> _Aim of the exercise_
Only a number is wanted here: how many lines in the records below contain the string "house".

━━━━━ Data for analysis

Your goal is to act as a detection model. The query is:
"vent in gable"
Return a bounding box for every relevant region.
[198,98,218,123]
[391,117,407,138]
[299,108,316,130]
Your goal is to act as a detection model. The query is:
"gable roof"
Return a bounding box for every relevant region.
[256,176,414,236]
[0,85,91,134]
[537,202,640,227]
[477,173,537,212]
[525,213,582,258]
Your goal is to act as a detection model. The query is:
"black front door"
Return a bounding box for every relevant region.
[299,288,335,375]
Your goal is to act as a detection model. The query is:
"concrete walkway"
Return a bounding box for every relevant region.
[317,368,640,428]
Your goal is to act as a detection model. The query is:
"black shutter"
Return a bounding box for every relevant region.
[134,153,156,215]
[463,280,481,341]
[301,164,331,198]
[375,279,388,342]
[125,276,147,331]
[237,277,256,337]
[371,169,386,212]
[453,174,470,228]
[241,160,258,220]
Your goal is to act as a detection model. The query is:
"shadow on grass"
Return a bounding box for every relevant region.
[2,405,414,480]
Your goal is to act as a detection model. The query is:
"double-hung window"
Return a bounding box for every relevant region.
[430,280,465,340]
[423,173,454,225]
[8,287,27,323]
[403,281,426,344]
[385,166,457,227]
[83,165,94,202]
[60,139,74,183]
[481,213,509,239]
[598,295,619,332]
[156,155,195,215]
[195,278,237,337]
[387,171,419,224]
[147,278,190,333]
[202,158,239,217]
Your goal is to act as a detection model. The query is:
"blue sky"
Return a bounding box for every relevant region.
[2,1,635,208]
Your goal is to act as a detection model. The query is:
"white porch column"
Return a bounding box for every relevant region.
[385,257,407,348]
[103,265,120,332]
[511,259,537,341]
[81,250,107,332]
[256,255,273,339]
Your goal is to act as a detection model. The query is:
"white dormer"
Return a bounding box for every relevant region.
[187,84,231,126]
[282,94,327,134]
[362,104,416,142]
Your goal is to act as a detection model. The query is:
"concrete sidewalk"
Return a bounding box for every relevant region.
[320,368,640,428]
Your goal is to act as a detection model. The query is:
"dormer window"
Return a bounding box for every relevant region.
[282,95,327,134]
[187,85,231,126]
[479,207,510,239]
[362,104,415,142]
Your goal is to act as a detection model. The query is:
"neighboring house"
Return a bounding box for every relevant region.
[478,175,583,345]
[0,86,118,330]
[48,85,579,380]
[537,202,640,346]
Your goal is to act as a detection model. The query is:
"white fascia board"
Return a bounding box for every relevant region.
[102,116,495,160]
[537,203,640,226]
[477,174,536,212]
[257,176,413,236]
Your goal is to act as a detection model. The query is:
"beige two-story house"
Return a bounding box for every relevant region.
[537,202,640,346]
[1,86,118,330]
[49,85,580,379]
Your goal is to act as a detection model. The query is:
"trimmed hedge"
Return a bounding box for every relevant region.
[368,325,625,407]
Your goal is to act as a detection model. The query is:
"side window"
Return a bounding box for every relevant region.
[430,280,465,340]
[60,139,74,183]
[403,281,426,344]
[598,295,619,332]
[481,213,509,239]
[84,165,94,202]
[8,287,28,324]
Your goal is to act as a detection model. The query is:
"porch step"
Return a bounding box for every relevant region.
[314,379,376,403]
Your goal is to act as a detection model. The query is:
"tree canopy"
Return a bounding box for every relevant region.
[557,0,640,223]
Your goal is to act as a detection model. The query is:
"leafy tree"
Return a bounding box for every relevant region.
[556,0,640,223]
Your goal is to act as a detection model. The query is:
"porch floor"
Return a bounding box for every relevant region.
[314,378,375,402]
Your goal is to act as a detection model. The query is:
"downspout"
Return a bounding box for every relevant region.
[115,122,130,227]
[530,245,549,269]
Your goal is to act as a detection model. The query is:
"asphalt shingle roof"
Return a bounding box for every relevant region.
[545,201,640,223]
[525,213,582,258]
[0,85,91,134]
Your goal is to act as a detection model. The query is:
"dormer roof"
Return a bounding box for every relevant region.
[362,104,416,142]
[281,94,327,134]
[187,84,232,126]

━━━━━━━━━━
━━━━━ Data for analysis

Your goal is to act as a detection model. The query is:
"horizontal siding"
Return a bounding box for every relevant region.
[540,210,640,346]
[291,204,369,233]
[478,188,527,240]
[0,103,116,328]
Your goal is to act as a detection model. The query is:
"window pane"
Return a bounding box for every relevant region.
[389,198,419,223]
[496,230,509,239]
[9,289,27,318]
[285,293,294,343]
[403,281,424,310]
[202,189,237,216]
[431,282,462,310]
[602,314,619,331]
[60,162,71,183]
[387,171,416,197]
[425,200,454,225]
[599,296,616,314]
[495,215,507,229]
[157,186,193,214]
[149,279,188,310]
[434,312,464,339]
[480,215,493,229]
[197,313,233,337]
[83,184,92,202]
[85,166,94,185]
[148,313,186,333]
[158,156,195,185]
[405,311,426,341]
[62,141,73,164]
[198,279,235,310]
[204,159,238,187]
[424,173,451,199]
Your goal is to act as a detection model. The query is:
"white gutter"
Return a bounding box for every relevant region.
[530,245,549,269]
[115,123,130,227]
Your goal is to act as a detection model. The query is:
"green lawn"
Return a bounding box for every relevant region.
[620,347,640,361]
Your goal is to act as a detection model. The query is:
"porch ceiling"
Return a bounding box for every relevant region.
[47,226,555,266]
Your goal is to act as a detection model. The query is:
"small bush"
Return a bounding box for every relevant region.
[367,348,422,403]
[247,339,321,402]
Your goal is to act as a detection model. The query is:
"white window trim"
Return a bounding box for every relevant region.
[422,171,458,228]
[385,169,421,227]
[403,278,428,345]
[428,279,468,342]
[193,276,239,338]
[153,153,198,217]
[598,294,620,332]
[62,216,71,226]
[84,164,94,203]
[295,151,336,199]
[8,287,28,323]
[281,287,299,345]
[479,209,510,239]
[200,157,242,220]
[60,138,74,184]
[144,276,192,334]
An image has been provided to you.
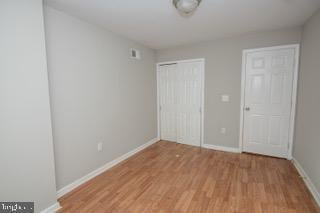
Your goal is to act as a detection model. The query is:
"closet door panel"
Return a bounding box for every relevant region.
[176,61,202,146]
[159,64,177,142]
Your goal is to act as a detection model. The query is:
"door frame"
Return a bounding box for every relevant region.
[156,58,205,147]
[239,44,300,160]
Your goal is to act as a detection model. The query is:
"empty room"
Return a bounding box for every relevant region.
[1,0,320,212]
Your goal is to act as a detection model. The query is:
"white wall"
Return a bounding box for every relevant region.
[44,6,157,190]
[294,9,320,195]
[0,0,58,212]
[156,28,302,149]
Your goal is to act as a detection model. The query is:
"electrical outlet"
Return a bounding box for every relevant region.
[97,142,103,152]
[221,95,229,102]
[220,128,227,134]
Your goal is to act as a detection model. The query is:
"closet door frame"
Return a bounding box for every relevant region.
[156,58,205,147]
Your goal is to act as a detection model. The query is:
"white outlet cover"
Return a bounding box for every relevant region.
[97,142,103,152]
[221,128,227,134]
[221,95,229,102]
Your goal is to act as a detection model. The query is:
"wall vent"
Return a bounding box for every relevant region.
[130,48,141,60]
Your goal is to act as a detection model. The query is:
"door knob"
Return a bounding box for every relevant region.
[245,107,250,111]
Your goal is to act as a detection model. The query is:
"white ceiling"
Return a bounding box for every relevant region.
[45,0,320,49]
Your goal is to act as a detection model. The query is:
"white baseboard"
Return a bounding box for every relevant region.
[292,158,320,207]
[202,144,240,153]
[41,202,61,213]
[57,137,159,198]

━━━━━━━━━━

> _Result of the exercise_
2